Saturday, January 23, 2010

Who am I?

My name is Jason, I am 39 years old.

I was raised southeast of Pittsburgh PA in a small town named Blairsville. For many years we raised pigs to sell as well as eat and show at the fair. We had chickens, milking goats, a jersey cow, ducks and lots of hogs.

My Mom, Dawn, was herself a pioneering woman of her time. She was a hunter/gather/cook/farmer/fisherman/mom/wife and generally a wonderful person. Mom was made from what I call "old stock", she was as tough as they come. From Italian blood, she was short and over weight, and loved to cook. She loved cooking as a art form, and loved living SS.

We never had a real stove growing up on the farm, rather a wood stove which she cooked on and baked in. In the winter it was used for cooking as well as heat, we had gravity fed vents to the second floor so the rising heat could heat upstairs. In the summer we ate outside and cooked on the grill and ate lots of salads. Pictured here is my mom and step father Bob in our kitchen. You can see the pipe coming from the wood stove and out the wall.

My mom was also a hunter, she taught me many things about hunting, some of which I had forgotten in my years living in the city. Here she is with a turkey that I think I harvested while hunting with her when I was 12 y/o.

Here is my sister who won first place in carcass with coco

Our farm sat on 107 acres, most of which was flat enough to work the soil and use for farming. After my mom lost her job, laid off, my step dad lost his job four or five months later. We were able to keep the farm going, make a profit until the price for pork fell. We grew our own grains for feed for the animals, but because the price for pork fell so much in a short period of time. For seven years, my mom and dad did the best they could to keep the farm going. Later it would be a fight that the banker would win.

Aim A: Show every line of the records below that contains the string "polo", and treat uppercase and lowercase as different.

Material provided:
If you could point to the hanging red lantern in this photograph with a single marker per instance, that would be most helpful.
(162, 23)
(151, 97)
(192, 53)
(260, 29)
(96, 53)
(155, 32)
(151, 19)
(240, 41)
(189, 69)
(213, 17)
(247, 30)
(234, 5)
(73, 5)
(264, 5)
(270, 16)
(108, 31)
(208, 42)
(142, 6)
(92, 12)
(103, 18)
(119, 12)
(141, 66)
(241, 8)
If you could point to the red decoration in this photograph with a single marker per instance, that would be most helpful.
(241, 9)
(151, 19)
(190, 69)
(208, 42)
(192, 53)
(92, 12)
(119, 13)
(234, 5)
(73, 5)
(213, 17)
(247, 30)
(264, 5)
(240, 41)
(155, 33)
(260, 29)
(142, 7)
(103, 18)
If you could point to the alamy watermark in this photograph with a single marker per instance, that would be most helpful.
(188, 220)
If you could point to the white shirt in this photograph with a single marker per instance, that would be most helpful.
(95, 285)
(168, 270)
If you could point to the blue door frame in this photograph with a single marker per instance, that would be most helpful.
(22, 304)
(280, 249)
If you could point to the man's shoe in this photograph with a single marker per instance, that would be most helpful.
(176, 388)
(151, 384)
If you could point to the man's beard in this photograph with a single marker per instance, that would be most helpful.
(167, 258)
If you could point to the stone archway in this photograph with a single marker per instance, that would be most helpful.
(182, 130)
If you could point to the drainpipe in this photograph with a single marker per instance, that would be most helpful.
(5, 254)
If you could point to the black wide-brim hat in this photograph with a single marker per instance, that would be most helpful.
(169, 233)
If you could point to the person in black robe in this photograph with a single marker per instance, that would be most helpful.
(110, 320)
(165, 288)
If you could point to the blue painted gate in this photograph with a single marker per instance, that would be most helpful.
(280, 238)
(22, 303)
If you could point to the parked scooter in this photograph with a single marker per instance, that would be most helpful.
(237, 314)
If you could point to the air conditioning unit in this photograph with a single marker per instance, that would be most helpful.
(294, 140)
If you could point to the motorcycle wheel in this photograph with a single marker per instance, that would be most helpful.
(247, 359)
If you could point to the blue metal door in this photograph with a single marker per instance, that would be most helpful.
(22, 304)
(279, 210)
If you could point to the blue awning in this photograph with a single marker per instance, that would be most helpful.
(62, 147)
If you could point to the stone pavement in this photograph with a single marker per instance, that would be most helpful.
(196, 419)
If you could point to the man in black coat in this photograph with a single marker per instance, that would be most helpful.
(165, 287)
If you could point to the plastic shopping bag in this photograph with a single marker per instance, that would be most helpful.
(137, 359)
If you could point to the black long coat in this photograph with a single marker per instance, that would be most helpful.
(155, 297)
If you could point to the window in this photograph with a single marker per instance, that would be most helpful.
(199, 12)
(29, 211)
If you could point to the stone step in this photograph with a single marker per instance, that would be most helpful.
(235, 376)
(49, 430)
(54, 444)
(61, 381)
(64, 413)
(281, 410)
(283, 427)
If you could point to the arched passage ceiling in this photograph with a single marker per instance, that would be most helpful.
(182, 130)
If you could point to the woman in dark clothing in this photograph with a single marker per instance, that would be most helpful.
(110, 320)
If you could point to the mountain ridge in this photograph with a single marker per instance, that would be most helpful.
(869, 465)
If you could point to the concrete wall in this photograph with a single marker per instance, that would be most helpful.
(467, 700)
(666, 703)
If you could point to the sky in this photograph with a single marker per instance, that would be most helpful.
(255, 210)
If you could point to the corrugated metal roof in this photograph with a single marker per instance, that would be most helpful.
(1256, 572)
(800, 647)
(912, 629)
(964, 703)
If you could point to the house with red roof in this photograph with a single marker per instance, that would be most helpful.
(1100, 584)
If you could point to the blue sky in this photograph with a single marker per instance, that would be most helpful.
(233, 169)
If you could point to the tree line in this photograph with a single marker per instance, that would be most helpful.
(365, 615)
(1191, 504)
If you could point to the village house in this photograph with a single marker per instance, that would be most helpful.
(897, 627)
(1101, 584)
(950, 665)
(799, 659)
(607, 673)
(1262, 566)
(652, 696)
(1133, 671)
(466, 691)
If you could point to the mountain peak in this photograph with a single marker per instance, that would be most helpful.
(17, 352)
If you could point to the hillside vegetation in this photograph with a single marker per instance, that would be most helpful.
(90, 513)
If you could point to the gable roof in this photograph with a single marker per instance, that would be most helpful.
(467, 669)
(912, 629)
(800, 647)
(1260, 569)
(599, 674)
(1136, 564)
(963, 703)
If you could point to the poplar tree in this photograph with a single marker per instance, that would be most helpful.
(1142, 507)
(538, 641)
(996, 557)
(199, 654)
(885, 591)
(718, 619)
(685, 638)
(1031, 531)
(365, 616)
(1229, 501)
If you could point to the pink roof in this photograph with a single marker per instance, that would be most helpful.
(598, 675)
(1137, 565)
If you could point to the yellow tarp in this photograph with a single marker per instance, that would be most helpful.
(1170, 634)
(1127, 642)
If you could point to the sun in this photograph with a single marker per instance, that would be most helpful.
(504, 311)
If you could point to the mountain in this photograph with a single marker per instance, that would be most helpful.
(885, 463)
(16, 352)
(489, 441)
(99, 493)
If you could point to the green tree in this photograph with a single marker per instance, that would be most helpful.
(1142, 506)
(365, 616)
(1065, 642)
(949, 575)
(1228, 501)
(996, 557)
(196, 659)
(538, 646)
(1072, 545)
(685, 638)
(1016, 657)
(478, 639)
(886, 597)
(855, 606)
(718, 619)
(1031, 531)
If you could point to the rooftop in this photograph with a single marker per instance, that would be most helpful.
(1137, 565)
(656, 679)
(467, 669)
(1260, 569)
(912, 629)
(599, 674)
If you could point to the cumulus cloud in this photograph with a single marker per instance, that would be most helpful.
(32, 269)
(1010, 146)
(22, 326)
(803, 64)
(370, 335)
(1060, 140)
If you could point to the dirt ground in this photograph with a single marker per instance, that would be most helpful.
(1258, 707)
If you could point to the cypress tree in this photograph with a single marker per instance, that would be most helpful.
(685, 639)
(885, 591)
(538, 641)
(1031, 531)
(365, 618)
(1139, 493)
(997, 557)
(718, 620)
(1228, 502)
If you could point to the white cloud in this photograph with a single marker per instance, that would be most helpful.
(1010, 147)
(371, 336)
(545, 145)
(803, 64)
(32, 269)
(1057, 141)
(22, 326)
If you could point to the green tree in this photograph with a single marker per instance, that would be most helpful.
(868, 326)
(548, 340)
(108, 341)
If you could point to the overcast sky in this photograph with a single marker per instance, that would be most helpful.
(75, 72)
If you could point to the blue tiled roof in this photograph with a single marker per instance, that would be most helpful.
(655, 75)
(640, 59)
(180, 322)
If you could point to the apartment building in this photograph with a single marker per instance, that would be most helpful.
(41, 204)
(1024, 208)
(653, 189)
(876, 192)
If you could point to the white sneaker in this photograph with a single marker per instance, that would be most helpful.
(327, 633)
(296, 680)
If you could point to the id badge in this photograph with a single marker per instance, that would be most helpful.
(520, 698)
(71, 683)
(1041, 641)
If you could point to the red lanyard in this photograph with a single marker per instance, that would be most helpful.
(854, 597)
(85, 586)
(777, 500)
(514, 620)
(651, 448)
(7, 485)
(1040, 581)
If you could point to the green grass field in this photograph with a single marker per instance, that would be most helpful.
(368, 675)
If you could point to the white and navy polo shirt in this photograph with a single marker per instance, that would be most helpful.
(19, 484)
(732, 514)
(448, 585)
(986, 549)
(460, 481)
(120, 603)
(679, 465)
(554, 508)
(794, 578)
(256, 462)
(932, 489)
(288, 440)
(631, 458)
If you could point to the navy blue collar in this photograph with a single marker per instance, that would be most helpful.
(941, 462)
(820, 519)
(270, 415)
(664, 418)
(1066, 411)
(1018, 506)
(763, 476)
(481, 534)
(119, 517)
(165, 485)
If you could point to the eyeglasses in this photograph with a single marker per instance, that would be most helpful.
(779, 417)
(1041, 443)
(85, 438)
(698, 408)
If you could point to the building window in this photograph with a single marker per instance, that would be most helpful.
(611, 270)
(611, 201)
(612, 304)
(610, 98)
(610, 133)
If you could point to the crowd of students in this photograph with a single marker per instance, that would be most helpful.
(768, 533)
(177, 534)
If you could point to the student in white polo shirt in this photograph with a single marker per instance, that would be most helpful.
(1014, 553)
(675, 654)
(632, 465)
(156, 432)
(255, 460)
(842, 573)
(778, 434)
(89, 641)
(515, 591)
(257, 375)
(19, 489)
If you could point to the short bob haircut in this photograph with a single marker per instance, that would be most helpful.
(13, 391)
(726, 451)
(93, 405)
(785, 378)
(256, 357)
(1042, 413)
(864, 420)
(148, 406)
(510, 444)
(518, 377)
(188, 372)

Aim B:
Answer these questions using the post about growing up on a farm:
(i) What is the name of the town where the writer was raised?
(ii) How many acres did the farm sit on?
(iii) What did the writer's mom cook on and bake in instead of a real stove?

Correct result A:
If you could point to the white and navy polo shirt in this photograph with a single marker per instance, that would be most helpful.
If you could point to the student in white polo shirt in this photograph with a single marker per instance, that would be most helpful.

Correct result B:
(i) Blairsville
(ii) 107 acres
(iii) A wood stove